TASK TO COMPLETE:
Pick out every line in the listing below that contains the word "glove", matching case exactly, and copy each of those lines.

RECORDED DATA:
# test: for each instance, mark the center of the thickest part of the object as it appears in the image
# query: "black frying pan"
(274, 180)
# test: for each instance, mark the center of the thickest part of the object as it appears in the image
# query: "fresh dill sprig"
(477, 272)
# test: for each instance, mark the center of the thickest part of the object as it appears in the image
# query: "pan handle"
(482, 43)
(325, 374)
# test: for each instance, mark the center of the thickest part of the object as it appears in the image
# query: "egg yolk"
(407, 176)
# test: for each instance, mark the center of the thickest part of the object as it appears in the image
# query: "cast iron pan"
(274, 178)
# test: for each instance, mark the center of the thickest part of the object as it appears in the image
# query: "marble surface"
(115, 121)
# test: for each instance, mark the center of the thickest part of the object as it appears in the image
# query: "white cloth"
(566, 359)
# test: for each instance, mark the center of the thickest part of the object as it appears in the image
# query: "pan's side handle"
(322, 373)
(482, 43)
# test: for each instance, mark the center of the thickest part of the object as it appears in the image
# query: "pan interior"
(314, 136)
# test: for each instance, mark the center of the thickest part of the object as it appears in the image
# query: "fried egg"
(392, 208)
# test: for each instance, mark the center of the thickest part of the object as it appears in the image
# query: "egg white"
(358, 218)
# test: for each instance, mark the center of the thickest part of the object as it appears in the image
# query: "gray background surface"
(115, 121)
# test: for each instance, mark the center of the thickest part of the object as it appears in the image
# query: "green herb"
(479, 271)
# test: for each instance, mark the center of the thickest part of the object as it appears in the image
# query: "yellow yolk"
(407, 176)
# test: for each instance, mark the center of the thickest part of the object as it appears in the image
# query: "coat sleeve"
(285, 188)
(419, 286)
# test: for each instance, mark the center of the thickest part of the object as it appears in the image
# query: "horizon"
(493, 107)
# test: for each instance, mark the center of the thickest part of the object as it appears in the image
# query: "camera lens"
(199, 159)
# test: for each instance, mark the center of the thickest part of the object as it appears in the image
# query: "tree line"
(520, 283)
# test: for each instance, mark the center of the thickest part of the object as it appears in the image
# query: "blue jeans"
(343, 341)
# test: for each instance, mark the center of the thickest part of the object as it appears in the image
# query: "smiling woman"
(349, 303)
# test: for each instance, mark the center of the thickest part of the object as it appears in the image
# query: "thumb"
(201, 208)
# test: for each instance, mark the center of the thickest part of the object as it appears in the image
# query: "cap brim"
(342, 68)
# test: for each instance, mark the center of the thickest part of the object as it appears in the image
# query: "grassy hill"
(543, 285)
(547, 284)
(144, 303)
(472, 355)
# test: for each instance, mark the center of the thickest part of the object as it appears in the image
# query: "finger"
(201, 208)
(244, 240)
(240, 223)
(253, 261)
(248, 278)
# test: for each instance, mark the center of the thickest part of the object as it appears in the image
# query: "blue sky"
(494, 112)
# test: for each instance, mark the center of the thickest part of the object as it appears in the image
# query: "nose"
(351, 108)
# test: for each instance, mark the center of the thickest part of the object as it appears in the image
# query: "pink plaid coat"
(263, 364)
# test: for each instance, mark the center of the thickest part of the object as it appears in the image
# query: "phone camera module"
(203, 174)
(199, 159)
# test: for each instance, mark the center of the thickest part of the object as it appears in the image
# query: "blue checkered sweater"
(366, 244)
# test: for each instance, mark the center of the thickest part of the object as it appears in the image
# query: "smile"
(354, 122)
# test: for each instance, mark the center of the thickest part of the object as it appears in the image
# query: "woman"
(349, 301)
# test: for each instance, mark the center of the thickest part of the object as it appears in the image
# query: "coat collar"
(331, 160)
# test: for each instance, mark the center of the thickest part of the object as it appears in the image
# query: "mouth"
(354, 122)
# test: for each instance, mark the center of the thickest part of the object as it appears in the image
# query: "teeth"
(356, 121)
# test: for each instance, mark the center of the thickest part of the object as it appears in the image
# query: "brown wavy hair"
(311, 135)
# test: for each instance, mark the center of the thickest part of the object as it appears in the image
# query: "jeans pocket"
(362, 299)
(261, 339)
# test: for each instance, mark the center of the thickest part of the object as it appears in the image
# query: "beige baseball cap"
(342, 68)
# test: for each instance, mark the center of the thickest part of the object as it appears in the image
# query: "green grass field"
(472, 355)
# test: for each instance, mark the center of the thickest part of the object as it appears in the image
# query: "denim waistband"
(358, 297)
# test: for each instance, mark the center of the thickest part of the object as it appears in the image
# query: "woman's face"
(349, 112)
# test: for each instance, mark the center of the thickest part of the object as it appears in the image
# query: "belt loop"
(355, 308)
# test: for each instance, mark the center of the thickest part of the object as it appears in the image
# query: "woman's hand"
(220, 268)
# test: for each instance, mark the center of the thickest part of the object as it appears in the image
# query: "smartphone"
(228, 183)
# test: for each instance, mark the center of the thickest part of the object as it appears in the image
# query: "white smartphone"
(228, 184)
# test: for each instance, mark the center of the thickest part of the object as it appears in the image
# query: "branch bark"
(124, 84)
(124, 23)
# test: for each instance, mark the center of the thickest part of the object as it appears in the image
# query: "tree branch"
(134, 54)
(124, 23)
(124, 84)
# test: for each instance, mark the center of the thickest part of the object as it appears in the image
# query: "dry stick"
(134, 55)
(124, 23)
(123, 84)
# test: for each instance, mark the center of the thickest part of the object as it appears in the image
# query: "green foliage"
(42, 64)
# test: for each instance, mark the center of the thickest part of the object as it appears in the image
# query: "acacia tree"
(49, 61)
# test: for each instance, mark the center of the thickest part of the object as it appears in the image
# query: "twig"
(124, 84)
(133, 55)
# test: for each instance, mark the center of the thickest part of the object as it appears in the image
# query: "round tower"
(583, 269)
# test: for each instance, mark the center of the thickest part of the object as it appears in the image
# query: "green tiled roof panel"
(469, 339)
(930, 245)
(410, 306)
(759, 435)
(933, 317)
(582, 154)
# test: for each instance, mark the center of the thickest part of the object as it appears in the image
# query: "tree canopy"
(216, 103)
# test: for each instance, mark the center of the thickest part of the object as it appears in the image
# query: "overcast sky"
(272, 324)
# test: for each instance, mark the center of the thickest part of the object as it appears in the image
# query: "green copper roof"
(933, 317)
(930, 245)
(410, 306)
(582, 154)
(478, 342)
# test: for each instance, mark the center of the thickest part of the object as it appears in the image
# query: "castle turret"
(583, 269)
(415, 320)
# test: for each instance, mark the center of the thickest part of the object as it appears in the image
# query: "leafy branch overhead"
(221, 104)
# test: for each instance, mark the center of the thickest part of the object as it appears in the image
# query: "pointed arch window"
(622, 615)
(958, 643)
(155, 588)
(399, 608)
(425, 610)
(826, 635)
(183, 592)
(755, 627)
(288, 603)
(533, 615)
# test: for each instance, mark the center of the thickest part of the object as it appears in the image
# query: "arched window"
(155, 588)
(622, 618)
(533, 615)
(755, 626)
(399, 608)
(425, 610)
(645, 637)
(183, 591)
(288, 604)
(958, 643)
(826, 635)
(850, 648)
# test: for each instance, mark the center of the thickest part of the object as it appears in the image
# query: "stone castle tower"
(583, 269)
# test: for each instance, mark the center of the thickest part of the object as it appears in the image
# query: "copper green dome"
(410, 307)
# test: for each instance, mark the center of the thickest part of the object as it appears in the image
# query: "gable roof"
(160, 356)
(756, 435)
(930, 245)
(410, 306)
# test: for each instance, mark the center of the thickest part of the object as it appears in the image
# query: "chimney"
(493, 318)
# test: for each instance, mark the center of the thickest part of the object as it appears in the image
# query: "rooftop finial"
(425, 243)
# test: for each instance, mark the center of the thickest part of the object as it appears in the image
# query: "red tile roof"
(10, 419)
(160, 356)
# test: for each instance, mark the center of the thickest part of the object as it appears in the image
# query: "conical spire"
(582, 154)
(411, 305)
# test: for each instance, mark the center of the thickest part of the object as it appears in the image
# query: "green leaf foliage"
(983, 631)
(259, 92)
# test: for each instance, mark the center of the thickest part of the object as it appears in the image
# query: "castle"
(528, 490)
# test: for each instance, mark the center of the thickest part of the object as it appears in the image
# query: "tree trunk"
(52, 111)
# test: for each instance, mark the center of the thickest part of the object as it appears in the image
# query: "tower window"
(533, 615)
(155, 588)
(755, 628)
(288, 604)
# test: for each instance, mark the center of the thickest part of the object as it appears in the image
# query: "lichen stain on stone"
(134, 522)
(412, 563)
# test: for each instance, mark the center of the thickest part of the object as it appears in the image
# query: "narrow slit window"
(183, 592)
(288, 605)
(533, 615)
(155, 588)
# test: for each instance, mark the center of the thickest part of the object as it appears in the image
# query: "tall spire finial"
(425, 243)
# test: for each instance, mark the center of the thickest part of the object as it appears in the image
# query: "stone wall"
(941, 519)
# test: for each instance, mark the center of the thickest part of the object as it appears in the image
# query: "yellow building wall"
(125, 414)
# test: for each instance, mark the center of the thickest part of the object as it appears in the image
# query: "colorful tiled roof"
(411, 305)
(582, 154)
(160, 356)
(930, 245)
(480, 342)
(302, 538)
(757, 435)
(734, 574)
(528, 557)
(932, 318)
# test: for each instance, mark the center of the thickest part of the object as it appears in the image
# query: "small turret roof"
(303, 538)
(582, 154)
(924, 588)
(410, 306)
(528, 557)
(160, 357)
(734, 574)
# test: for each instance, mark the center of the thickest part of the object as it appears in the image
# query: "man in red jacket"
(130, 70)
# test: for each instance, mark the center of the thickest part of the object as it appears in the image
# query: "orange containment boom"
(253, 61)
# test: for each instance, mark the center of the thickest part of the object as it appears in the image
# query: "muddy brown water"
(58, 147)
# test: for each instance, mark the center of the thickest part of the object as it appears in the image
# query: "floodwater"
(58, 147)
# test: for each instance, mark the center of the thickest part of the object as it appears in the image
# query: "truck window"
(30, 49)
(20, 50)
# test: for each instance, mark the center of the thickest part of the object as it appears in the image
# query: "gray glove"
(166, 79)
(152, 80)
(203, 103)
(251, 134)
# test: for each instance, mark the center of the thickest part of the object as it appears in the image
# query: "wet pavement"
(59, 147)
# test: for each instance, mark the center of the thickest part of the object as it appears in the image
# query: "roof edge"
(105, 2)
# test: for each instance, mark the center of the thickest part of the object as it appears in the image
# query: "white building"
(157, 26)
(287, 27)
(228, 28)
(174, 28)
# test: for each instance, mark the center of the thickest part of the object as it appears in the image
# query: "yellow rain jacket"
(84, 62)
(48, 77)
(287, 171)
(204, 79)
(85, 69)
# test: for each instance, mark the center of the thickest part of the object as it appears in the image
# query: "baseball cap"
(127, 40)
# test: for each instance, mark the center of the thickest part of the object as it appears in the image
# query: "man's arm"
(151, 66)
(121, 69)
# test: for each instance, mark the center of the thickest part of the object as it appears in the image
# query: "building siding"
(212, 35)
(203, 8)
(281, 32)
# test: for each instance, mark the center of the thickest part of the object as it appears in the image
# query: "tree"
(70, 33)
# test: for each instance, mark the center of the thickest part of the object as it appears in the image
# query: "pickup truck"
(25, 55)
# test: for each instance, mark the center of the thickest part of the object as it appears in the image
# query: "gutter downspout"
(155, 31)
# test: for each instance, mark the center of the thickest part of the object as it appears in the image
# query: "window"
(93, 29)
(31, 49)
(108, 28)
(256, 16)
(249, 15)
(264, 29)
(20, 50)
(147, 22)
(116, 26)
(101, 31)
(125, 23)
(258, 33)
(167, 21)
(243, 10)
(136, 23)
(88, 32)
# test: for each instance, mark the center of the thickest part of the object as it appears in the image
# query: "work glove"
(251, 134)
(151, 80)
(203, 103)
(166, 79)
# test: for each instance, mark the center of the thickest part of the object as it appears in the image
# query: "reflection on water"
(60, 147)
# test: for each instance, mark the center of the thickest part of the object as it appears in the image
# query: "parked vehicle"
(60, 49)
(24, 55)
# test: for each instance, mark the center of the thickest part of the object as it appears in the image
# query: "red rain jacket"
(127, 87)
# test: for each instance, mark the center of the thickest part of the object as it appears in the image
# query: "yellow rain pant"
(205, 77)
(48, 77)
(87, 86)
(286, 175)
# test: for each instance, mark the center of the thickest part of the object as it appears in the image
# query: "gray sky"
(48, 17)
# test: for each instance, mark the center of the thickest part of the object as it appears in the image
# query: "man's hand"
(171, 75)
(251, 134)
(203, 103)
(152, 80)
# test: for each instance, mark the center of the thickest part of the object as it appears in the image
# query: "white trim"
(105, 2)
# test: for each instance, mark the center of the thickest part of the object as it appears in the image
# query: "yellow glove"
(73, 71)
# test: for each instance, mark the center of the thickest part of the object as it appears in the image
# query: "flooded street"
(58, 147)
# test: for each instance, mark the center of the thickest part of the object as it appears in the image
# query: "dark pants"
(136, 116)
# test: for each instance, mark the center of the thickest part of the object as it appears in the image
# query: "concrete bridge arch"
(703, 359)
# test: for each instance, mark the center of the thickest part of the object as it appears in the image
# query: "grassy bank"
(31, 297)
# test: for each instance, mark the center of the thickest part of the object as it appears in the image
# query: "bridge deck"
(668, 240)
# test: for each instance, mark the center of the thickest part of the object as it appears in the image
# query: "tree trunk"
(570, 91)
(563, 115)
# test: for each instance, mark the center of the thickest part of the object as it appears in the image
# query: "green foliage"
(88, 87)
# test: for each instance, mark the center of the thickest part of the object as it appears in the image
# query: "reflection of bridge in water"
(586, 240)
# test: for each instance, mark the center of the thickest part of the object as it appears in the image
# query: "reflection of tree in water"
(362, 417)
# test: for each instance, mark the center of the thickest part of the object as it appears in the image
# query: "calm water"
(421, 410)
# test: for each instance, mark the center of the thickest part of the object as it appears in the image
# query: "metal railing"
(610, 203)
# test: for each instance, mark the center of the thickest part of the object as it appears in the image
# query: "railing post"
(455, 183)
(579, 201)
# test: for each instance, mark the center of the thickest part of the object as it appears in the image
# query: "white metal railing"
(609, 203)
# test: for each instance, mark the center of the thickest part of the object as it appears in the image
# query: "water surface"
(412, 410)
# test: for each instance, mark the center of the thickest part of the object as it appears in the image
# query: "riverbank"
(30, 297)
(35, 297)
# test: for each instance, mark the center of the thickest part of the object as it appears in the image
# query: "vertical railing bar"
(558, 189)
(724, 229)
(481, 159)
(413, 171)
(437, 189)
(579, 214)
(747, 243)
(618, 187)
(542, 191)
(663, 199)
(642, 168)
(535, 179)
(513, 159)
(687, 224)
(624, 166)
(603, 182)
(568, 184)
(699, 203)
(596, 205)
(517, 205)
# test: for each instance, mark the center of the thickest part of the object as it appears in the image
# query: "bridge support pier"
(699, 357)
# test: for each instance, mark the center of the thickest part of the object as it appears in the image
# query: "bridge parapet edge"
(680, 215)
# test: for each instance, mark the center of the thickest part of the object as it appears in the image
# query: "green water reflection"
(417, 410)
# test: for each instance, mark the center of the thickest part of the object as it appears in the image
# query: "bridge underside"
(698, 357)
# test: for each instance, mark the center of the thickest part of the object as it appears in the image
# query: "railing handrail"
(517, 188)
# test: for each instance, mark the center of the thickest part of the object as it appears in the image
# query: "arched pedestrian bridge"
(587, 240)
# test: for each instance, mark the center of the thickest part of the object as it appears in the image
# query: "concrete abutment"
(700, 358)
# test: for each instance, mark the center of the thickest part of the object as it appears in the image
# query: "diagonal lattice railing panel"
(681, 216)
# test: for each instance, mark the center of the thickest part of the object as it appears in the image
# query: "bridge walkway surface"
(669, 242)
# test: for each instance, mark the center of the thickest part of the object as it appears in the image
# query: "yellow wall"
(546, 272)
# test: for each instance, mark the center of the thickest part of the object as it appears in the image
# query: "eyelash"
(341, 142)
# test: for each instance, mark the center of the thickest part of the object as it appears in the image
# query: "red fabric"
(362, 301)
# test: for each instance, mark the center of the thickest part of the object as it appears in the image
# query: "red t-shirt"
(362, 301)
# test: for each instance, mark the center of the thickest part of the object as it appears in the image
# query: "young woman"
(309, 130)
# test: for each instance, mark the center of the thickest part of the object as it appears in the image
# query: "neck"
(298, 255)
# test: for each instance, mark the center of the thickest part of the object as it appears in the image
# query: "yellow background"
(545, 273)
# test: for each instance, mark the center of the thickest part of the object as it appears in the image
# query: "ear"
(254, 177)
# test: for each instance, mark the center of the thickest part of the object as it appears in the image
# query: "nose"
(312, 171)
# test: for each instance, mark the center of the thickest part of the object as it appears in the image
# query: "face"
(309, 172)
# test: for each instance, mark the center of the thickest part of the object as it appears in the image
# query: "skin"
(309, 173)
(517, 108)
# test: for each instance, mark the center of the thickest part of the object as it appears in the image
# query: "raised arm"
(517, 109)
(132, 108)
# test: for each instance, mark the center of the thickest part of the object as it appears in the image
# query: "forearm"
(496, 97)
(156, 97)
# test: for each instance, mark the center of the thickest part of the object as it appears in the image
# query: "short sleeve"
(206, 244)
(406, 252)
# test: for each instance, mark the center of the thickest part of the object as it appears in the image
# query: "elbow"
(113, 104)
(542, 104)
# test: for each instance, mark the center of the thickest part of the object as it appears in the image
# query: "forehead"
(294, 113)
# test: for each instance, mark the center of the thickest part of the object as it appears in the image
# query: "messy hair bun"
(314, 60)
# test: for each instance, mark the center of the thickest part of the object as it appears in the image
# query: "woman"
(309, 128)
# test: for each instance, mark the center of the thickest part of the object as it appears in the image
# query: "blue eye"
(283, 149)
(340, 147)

EXERCISE RESPONSE:
# query: "gray glove"
# query: "work glove"
# query: "yellow glove"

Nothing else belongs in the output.